Stated problem> Write out the entries, please, from the line containing "Mark one point on every instance of the crosswalk" through their final line, exactly and with nothing else.

Dataset entries
- - -

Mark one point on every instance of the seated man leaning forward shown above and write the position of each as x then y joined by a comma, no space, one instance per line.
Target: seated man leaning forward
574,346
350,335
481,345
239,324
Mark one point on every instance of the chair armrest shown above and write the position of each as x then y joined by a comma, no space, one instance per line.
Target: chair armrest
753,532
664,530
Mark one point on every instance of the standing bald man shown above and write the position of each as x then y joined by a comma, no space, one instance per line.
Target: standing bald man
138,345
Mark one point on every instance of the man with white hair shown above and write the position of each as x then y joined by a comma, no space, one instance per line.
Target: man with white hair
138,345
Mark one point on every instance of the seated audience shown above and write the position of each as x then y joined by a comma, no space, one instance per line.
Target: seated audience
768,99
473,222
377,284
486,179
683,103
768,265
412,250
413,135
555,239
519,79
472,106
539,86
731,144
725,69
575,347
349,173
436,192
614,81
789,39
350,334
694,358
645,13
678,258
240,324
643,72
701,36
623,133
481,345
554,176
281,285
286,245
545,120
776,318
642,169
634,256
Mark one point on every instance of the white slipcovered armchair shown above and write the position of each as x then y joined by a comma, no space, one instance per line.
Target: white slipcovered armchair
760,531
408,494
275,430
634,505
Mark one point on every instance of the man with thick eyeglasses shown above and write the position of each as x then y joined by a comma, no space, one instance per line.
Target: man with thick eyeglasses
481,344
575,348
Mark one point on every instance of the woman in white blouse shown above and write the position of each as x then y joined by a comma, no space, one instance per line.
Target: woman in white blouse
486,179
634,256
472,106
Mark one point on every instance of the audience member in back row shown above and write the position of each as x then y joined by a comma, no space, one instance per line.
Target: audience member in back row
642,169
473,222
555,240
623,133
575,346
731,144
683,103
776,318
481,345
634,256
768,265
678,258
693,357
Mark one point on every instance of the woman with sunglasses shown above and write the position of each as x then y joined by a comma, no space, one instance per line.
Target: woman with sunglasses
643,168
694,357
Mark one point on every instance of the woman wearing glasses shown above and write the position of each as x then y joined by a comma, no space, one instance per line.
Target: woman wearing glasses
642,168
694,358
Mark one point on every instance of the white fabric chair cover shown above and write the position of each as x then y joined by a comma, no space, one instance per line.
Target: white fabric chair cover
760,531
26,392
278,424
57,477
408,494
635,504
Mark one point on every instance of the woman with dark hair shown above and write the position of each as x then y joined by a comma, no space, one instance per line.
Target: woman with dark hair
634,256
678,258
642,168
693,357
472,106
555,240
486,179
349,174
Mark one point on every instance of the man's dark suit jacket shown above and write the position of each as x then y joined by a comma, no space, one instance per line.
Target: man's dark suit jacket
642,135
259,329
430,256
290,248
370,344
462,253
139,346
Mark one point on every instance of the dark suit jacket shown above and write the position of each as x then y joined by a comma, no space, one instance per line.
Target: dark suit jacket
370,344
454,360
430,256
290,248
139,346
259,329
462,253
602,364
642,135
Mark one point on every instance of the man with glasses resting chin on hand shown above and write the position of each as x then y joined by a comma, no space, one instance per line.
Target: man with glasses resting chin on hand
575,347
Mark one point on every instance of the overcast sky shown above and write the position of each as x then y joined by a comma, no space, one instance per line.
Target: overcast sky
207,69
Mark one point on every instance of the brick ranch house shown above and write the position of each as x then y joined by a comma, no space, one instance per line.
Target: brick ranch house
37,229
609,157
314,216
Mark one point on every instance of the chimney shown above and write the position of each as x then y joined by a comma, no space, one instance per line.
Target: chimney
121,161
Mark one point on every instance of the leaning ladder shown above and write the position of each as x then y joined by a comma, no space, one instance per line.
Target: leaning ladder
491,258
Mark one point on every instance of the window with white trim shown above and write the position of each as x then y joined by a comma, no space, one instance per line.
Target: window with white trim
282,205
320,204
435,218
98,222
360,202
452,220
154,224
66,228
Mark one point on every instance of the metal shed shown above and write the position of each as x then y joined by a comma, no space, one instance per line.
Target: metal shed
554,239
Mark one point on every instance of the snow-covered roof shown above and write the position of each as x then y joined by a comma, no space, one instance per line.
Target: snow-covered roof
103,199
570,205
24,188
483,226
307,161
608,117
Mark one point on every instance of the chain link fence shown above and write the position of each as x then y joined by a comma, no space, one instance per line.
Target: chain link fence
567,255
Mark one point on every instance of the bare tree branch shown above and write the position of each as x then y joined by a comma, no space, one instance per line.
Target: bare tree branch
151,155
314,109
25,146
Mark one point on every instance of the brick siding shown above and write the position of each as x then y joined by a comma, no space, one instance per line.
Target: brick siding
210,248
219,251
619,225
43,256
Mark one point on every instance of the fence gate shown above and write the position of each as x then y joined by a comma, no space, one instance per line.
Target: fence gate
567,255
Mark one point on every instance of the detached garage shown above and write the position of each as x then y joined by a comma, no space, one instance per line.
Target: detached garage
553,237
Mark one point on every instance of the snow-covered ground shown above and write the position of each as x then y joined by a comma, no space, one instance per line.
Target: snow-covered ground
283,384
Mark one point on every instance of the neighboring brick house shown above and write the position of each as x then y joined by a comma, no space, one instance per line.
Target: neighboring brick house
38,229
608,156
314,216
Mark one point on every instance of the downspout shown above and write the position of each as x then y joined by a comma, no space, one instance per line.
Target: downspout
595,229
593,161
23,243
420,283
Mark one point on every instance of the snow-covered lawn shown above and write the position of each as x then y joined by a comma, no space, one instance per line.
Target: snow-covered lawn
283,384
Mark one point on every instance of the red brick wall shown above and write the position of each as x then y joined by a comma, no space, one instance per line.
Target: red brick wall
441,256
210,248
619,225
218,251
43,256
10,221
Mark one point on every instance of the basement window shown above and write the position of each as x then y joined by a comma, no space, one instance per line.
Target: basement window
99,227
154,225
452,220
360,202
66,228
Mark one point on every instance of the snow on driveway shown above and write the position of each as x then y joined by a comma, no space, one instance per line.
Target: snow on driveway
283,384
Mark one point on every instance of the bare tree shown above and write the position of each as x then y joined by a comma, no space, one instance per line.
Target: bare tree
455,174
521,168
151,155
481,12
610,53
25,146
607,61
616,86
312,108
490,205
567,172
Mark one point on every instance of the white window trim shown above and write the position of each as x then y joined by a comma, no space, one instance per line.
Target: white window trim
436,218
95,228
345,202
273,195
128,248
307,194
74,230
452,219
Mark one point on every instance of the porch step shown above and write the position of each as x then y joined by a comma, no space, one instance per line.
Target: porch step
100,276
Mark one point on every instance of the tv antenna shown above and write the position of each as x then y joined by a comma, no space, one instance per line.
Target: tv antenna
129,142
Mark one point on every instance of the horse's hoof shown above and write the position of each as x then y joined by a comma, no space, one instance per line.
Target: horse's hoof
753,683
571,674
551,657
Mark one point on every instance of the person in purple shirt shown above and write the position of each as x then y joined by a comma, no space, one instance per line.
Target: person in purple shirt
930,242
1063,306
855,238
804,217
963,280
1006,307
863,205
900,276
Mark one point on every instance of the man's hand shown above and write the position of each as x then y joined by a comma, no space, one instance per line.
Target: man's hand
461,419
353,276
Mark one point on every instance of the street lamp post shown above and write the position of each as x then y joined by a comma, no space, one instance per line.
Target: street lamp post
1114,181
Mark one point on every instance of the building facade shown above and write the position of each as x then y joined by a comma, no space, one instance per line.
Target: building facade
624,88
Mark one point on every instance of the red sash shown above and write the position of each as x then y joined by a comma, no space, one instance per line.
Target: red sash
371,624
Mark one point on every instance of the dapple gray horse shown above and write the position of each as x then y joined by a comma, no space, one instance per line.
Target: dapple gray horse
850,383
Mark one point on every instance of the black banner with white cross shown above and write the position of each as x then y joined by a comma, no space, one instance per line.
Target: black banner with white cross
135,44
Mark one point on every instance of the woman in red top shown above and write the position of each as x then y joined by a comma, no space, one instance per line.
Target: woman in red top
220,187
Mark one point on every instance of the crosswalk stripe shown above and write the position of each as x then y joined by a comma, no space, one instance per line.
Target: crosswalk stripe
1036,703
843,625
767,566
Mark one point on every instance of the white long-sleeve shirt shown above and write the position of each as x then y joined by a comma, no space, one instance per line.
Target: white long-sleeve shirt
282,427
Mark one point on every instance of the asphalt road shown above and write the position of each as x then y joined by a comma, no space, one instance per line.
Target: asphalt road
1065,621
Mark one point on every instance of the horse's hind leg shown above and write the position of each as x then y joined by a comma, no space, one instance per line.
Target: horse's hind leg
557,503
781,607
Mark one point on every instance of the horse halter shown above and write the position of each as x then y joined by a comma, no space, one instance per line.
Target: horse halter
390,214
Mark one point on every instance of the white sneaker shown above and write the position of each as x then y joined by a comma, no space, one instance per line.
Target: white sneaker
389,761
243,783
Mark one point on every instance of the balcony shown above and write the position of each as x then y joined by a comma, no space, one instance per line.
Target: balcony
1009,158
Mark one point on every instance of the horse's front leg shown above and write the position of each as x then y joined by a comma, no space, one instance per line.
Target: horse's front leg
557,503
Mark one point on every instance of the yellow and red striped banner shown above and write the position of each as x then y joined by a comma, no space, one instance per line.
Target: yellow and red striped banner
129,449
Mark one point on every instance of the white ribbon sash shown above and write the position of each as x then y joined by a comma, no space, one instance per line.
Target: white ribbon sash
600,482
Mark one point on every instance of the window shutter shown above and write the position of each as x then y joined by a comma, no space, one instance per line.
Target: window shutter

- - -

Answer to the problem>
Mark one point on every instance of the crosswalk stripe shown above and write the position of each as x then y joined by a comma, no space, one instance per line.
Target: crosswalk stripe
1036,703
843,625
767,566
Mark one point on every instance of the white long-sleeve shirt shown above and write the position of each as x then y joined by a comma, no space, one instance per line.
Target: white long-sleeve shirt
282,427
Mark one point on every instance of the asphalt road shown above and write the position of each as x then y joined by a comma, no space, one instance per line.
Target: asphalt road
1065,621
Mark one point on every instance of the horse's hind leg shown above and write the position of each as x then y joined by a comma, no space, one instance per line.
Target: horse's hind leg
557,503
781,607
Mark one point on every instance of the horse halter shown above and write the position of each as x then y joined by a comma, no space, one instance per line.
Target: horse halter
390,214
Mark one point on every instance of the white sneaker shown above and write the position of each as x then y joined by a comma, no space, one instance per line.
Target: white sneaker
389,761
243,783
Mark one point on every instance of the balcony shown above and write the position of each as x then y joined by a comma, no space, one instance per line.
Target: balcony
1009,158
Mark one point on every instance of the horse's front leg shown above and write the position of each as x then y joined by a comma, no space, one instance per line.
Target: horse's front leg
557,503
Mark one point on every instance of the yellow and red striped banner shown above and write the position of each as x then y joined by a comma, no space, one instance per line.
Target: yellow and red striped banner
129,449
Mark one point on every instance of the white ribbon sash shown above and write the position of each as x then y joined by a comma, no space, one instance per line.
Target: white ribbon sash
600,482
Mark one point on every instance of the window shutter shown above and write the position of each as x then y joined by a comma, no space, one instance per line.
Target: window shutter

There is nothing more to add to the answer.